## Exercise brief
All lines below containing "above" are to be listed.

## Materials provided
[Start of section]
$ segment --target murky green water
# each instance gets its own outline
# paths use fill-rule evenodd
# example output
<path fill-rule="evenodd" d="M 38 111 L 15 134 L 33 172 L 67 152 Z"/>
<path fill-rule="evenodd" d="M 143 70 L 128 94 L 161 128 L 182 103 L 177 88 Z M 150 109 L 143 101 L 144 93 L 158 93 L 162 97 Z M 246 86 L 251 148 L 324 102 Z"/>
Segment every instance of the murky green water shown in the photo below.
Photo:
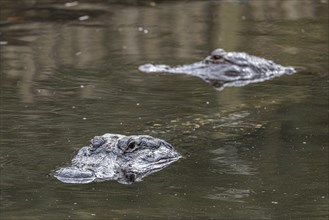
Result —
<path fill-rule="evenodd" d="M 328 218 L 328 1 L 0 4 L 1 219 Z M 137 70 L 218 47 L 299 71 L 218 92 Z M 49 176 L 108 132 L 184 159 L 132 185 Z"/>

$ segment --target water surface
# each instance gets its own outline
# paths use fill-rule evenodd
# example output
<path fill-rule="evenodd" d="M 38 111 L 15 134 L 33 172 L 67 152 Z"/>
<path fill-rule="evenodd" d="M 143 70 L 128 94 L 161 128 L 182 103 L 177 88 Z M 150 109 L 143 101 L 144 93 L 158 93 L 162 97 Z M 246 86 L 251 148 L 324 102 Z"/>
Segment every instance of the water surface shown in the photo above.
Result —
<path fill-rule="evenodd" d="M 1 219 L 327 219 L 328 1 L 2 1 Z M 298 72 L 219 92 L 144 63 L 243 51 Z M 143 182 L 49 175 L 104 133 L 184 159 Z"/>

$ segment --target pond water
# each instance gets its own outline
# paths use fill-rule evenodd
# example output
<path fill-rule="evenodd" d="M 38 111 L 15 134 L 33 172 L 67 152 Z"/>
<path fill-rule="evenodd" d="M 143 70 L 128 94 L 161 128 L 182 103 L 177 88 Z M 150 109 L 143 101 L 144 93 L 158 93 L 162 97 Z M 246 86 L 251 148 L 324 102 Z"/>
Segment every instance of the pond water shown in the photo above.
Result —
<path fill-rule="evenodd" d="M 328 1 L 1 2 L 1 219 L 328 219 Z M 215 90 L 145 63 L 243 51 L 297 73 Z M 104 133 L 184 158 L 142 182 L 50 173 Z"/>

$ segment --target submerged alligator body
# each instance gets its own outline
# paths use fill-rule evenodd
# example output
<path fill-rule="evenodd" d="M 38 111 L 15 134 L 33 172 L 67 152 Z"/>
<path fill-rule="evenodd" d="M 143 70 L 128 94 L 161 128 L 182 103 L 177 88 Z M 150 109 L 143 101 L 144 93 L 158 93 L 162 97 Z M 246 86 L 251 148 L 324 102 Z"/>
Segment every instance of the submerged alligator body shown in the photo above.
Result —
<path fill-rule="evenodd" d="M 116 180 L 122 184 L 142 181 L 181 158 L 164 140 L 148 135 L 104 134 L 91 140 L 73 157 L 71 165 L 55 171 L 64 183 Z"/>
<path fill-rule="evenodd" d="M 200 77 L 216 89 L 239 87 L 262 82 L 284 74 L 293 74 L 293 67 L 284 67 L 247 53 L 214 50 L 204 60 L 189 65 L 170 67 L 168 65 L 141 65 L 139 71 L 146 73 L 176 73 Z"/>

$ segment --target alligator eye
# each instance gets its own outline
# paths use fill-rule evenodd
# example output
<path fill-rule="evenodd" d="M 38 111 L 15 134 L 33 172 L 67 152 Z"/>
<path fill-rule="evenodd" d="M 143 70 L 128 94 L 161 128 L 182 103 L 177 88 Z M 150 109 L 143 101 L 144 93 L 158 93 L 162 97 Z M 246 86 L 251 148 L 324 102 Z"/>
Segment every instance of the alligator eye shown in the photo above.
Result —
<path fill-rule="evenodd" d="M 128 144 L 128 148 L 129 148 L 129 149 L 134 149 L 134 148 L 135 148 L 135 142 L 130 142 L 130 143 Z"/>
<path fill-rule="evenodd" d="M 221 55 L 212 55 L 211 58 L 213 60 L 220 60 L 222 58 L 222 56 Z"/>

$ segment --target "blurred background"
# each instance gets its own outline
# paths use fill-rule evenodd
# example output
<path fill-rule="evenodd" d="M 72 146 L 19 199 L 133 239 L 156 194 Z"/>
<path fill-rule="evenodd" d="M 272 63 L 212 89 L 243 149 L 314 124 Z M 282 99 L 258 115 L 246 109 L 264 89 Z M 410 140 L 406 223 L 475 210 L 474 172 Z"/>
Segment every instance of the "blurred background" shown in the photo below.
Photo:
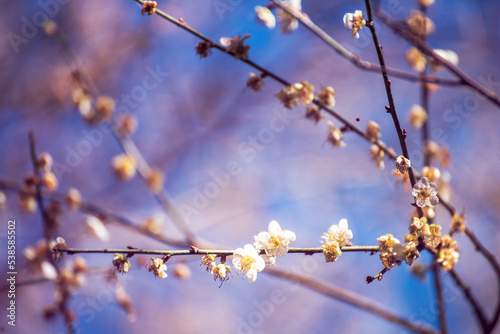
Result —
[End of section]
## Finished task
Segment every instance of the water surface shown in the photo above.
Segment every instance of the pond water shown in the photo above.
Segment every instance of the submerged alligator body shown in the photo above.
Segment every instance of the alligator eye shown in the photo above.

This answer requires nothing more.